THE TASK - Reproduce the items from the line containing "the gray haired" through the end of the items, substituting "drape" for "curtain" and leaving everything else unchanged.

SOURCE RECORDS -
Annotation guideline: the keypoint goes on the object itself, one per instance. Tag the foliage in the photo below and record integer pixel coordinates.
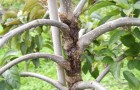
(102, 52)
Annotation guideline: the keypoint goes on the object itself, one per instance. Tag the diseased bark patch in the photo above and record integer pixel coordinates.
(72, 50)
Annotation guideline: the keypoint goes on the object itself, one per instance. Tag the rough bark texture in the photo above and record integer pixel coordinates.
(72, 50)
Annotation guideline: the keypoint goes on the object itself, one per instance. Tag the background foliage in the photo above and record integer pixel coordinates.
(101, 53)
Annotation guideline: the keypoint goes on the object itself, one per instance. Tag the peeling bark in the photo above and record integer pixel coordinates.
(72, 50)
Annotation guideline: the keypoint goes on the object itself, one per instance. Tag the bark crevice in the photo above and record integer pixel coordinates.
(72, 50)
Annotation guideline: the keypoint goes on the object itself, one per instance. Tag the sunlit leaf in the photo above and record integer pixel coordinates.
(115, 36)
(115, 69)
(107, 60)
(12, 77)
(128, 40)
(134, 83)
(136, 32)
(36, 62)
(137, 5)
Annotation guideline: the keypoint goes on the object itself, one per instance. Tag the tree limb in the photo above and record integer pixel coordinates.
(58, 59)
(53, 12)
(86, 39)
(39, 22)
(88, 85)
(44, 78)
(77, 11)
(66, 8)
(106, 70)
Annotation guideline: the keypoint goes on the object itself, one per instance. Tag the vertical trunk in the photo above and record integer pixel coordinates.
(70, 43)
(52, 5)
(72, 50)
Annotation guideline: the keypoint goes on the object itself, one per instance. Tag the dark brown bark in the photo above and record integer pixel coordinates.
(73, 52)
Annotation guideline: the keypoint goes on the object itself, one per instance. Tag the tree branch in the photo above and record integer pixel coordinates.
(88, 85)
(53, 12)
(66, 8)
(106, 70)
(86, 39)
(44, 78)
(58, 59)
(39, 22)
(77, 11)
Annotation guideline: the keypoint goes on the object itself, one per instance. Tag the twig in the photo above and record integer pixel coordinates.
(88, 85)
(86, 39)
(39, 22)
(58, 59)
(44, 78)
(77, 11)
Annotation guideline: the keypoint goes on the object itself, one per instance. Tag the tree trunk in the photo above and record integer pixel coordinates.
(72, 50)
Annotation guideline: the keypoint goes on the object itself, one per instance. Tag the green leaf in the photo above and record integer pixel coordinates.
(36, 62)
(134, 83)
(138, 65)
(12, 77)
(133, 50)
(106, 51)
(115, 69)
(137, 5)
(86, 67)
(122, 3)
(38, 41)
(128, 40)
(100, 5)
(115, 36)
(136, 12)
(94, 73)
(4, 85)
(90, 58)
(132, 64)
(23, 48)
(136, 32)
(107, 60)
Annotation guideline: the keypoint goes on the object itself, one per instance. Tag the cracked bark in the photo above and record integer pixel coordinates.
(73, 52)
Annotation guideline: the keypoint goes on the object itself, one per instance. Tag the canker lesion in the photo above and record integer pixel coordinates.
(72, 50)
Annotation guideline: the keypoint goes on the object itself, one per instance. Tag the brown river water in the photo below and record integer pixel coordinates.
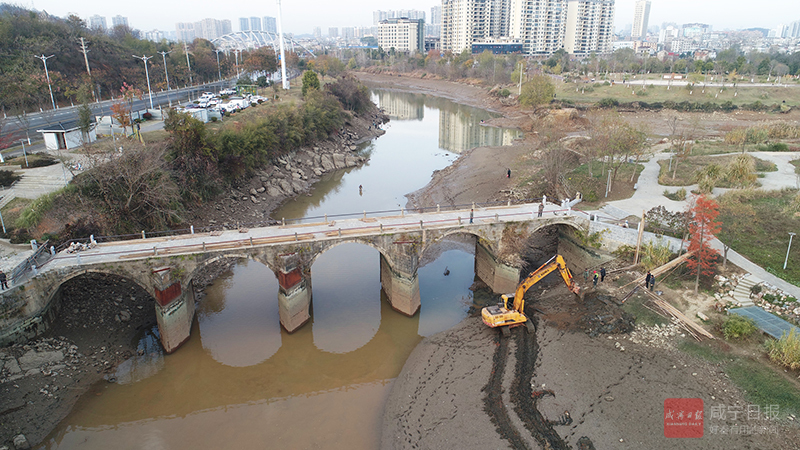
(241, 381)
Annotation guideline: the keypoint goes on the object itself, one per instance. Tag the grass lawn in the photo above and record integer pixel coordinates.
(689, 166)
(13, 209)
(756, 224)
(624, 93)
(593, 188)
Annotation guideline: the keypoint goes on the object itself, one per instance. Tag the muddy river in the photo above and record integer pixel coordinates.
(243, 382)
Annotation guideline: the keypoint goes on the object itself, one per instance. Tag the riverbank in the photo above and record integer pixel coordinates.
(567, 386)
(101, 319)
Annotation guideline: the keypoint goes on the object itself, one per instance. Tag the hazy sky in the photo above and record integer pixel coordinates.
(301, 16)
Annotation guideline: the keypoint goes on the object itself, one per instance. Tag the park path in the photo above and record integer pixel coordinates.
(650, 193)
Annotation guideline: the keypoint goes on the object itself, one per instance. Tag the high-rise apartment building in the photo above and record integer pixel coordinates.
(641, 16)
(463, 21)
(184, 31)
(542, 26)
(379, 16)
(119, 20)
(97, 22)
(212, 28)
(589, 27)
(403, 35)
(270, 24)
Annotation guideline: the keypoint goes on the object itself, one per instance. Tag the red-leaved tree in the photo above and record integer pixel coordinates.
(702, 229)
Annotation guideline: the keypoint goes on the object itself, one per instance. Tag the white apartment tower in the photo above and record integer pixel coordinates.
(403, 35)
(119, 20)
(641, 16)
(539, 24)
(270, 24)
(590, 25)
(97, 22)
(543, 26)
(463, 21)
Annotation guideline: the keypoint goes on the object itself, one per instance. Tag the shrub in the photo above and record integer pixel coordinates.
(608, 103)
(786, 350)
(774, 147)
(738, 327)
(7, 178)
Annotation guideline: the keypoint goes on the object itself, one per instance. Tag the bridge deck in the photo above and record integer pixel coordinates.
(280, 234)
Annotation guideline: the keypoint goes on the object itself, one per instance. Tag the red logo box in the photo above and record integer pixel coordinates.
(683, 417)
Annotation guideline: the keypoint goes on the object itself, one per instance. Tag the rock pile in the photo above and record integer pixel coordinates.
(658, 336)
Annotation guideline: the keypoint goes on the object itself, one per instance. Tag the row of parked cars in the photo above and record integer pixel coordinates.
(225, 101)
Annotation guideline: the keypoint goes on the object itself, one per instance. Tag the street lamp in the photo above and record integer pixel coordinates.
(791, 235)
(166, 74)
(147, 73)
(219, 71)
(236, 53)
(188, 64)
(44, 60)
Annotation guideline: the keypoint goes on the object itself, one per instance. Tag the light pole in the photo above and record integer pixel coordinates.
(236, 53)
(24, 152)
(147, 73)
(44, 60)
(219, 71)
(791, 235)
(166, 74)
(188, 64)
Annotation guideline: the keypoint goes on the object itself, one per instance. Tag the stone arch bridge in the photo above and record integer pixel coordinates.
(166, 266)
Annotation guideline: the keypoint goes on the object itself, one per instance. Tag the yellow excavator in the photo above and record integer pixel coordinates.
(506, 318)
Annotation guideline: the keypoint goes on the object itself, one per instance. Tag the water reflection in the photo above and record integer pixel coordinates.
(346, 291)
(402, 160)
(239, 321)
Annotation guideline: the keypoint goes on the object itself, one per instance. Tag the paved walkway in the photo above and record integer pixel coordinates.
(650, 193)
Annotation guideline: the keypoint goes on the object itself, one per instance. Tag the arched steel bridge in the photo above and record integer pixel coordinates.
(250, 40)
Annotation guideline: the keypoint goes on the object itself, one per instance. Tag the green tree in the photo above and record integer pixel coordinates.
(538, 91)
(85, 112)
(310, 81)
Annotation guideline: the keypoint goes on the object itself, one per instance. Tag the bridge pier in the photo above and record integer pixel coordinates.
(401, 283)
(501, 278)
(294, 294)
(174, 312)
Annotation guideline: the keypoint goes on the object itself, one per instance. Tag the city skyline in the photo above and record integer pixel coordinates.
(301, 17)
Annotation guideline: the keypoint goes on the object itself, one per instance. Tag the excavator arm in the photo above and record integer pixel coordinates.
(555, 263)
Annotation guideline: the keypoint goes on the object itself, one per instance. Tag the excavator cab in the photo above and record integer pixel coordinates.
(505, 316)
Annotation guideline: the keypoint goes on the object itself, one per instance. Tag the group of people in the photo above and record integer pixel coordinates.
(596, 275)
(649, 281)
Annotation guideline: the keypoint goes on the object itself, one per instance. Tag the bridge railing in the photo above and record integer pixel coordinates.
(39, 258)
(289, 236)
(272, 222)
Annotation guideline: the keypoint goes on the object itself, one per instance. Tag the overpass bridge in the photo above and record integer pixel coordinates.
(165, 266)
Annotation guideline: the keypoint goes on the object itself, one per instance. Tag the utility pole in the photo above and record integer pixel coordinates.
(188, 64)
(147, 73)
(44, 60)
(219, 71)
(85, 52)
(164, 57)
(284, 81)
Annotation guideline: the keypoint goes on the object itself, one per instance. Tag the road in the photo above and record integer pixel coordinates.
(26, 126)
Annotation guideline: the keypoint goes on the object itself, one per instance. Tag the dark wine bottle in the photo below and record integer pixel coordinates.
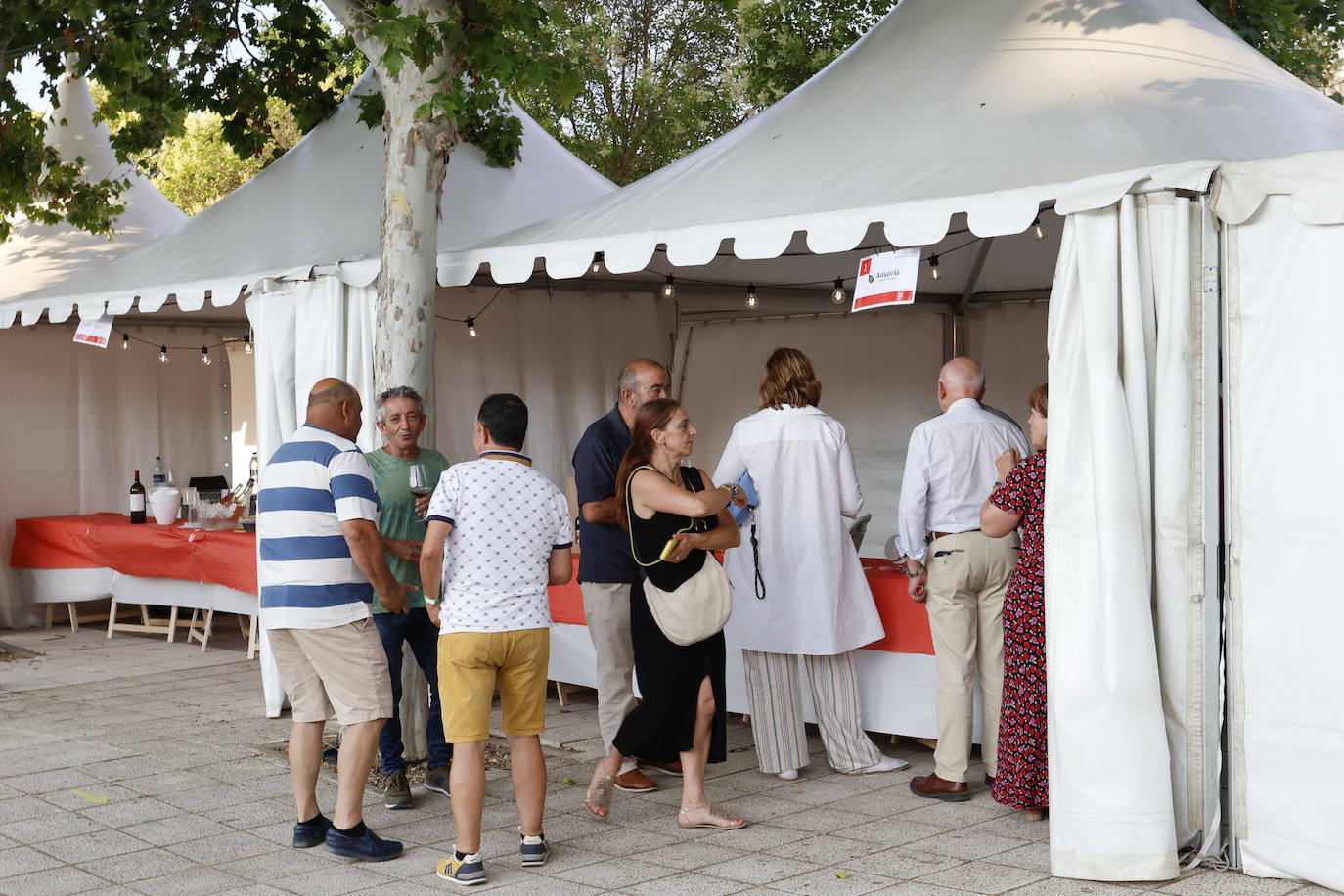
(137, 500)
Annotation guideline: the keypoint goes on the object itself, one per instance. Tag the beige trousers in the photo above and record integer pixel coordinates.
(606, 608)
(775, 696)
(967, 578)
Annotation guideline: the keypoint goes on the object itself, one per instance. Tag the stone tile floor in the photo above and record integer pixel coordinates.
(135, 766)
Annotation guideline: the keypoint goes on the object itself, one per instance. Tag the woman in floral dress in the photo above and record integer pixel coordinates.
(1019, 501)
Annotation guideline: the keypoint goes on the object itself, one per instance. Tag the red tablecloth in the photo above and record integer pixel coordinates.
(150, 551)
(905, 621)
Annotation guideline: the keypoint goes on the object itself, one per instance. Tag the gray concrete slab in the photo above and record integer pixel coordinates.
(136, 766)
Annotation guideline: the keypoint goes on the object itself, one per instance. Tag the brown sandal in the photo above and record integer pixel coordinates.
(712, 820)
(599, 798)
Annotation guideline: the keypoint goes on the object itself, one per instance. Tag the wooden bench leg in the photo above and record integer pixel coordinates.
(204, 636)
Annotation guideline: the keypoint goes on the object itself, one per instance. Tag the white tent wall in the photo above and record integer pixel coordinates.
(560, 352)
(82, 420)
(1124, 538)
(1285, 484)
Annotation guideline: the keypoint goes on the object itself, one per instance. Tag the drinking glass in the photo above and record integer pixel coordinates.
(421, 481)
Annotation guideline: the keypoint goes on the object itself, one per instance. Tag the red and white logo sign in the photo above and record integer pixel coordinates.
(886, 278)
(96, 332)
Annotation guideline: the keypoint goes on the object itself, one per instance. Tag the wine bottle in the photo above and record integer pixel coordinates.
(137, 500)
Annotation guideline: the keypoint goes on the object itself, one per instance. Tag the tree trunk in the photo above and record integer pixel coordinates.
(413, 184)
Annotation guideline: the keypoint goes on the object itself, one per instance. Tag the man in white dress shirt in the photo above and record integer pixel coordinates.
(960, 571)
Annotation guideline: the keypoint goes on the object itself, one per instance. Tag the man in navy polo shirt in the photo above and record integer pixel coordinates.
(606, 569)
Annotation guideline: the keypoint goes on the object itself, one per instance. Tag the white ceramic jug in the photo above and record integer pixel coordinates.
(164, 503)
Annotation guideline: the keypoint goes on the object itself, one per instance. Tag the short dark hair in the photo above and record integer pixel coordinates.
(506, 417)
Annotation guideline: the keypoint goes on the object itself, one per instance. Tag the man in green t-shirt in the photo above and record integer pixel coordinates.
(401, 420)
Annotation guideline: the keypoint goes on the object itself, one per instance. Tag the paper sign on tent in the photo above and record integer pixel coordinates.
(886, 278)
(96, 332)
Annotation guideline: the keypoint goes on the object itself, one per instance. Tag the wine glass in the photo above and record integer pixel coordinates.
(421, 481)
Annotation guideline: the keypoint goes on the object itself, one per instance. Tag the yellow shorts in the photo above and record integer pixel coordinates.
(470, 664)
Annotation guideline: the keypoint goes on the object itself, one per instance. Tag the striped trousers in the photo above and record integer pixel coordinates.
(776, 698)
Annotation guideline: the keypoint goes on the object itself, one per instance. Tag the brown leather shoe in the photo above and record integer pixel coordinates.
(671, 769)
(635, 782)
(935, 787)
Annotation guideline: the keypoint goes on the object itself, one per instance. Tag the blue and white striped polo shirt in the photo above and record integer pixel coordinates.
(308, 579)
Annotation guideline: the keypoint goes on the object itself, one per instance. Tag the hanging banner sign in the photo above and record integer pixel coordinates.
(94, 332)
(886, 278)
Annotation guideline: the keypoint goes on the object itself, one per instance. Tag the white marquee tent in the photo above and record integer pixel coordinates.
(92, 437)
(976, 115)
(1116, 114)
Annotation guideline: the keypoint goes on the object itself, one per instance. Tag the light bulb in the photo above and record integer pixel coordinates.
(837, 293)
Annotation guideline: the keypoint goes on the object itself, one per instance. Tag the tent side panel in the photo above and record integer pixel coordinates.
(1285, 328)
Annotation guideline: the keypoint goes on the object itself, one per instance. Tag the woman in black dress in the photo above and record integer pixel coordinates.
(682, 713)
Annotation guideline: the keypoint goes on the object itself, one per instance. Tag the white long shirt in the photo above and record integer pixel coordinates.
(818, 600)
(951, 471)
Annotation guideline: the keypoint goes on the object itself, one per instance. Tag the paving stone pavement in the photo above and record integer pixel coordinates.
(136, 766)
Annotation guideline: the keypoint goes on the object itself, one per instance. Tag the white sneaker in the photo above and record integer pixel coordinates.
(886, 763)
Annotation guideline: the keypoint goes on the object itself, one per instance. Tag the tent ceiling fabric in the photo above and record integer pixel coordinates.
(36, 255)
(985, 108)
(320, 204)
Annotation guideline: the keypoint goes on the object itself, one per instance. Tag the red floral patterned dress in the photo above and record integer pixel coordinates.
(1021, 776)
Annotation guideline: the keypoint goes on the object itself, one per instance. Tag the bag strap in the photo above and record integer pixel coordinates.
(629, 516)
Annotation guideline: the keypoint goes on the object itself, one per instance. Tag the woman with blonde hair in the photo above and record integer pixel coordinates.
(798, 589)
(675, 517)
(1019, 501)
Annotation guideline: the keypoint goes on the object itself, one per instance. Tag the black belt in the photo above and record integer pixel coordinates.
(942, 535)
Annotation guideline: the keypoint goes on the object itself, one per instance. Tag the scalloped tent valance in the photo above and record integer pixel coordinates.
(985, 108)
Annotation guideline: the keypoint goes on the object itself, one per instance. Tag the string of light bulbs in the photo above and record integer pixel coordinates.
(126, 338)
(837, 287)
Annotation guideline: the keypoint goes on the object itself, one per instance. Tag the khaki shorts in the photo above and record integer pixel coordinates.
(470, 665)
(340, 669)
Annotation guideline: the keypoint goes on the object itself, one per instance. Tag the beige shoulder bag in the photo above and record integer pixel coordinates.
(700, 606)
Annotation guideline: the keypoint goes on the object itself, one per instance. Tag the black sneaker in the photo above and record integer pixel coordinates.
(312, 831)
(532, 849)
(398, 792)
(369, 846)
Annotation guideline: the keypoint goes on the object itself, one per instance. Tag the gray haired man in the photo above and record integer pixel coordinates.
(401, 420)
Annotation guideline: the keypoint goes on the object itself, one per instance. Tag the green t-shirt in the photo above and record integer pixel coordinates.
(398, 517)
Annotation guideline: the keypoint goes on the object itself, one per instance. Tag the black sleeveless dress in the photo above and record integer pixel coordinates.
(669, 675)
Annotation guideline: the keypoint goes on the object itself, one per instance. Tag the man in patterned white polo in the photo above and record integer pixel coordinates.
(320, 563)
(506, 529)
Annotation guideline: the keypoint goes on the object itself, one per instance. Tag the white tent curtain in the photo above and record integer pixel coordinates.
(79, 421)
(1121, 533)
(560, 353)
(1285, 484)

EXPECTED ANSWER -
Annotation guideline: the keypoint goes on the object itself, one per instance. Tag the gray haired man in the photo above and record integer pixel coordinates.
(401, 420)
Annotation guideline: the keypoint goes on the object itself, one per instance. Tag the green t-shirt in the photo above and record integer pixel coordinates.
(398, 517)
Annotation guideline: the keypoint goes on the object itself, one per instance. Tag the black sleeveless dress in the photo above and record integer pixel coordinates.
(669, 675)
Annotation guideline: the keypoint goes on the object itself, one per instance. Tag the man in patterned white polo in the photo above and record integer pixel coordinates.
(320, 563)
(506, 529)
Annotation guideline: the keypoint goes on the object itself, one per instance. Tag the white tent drape in the photo above and record integer pixel coordinates.
(79, 421)
(1121, 533)
(560, 353)
(1285, 484)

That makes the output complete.